═══ Texte source
Tous les mois, Marc d'Haultfoeuille, avocat associé chez Clifford Chance, vous propose de retrouver l'actualité juridique en matière de Communication Média & Technologies.

I - Informatique

  • Proposition de loi en date du 13 juin 2006, visant à définir le courrier électronique professionnel

Contenu :

Par une proposition de loi en date du 13 juin 2006, des sénateurs proposent de définir la notion de courrier électronique professionnel. En filigrane de cette proposition, se dessine la notion de courrier personnel soumis au secret de la correspondance privée.

Dans l'exposé des motifs, les sénateurs justifient la nécessité de cette proposition de loi par le besoin de renforcer la sécurité juridique tant des employés que des employeurs dès lors que la jurisprudence n'a pas trouvé de définition harmonisée aux notions de courriers électroniques privés ou professionnels.

La proposition de loi est composée de trois articles :

- l'article 1er définit le courrier électronique professionnel comme suit : "est considéré comme courrier électronique professionnel, tout courrier électronique dont le titre ou le nom du répertoire dans lequel il est archivé, est relatif à l'organisation, au fonctionnement ou aux activités de l'entreprise, l'administration ou l'organisme qui emploie l'expéditeur ou le destinataire dudit courrier. Le courrier électronique professionnel n'est pas soumis au secret de la correspondance privée" ;

- dans un deuxième article, la proposition de loi oblige les employeurs à informer les détenteurs de messagerie électronique professionnel de la présente loi ;

- enfin, dans un troisième article, la proposition renvoie à un décret en Conseil d'Etat qui fixera les conditions d'application de la proposition de loi.
══════
═══ Lignes de données
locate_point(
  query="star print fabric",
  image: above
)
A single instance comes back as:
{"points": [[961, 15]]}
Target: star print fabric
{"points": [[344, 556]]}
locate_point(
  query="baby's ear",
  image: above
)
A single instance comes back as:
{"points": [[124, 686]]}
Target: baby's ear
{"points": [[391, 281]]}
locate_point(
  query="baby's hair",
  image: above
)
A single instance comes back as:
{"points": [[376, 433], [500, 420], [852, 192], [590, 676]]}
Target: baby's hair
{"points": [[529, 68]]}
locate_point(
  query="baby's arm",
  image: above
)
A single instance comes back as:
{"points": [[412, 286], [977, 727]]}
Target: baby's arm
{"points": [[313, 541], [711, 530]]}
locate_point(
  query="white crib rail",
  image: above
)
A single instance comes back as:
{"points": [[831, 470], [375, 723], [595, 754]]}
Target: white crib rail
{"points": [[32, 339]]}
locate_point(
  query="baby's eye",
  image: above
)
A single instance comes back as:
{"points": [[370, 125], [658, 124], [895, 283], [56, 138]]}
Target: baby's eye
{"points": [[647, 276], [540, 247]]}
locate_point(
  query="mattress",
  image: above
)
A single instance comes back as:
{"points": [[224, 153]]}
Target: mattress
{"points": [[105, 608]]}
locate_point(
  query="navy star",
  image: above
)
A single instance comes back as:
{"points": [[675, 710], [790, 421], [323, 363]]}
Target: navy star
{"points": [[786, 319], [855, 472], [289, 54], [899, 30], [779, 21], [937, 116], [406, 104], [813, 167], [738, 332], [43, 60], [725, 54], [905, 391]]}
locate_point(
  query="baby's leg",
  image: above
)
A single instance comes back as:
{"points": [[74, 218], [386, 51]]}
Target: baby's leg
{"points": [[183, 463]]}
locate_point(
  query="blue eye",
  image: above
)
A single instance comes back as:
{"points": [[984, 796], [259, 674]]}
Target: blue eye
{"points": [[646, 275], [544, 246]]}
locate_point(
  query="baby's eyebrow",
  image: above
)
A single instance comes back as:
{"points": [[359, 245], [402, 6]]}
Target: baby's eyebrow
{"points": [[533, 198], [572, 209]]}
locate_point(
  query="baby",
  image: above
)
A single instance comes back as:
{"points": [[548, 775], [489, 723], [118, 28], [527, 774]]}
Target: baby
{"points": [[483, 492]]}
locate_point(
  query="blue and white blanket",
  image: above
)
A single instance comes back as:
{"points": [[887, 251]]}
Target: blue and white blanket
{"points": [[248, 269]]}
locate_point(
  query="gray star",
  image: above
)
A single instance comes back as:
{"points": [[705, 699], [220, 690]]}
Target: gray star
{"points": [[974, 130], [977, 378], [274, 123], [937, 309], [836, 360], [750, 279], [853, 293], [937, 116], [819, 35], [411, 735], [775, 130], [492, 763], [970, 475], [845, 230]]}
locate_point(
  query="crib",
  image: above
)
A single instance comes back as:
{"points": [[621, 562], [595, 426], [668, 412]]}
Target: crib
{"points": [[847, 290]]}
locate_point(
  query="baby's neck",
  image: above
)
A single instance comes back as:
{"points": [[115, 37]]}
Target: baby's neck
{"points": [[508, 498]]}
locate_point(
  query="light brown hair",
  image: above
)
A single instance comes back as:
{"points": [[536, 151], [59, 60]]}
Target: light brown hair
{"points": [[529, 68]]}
══════
• [Consignes]
#1 D'après l'extrait sur le courrier électronique professionnel, combien d'articles compte la proposition de loi du 13 juin 2006 ?
#2 Dans l'extrait sur le courrier électronique professionnel, reprenez le passage commençant à « - l'article 1er » et se terminant à « proposition de loi. » en remplaçant « décret » par « arrêté ».

• [Réponses fournies]
#1 Elle compte trois articles.

#2
- l'article 1er définit le courrier électronique professionnel comme suit : "est considéré comme courrier électronique professionnel, tout courrier électronique dont le titre ou le nom du répertoire dans lequel il est archivé, est relatif à l'organisation, au fonctionnement ou aux activités de l'entreprise, l'administration ou l'organisme qui emploie l'expéditeur ou le destinataire dudit courrier. Le courrier électronique professionnel n'est pas soumis au secret de la correspondance privée" ;

- dans un deuxième article, la proposition de loi oblige les employeurs à informer les détenteurs de messagerie électronique professionnel de la présente loi ;

- enfin, dans un troisième article, la proposition renvoie à un arrêté en Conseil d'Etat qui fixera les conditions d'application de la proposition de loi.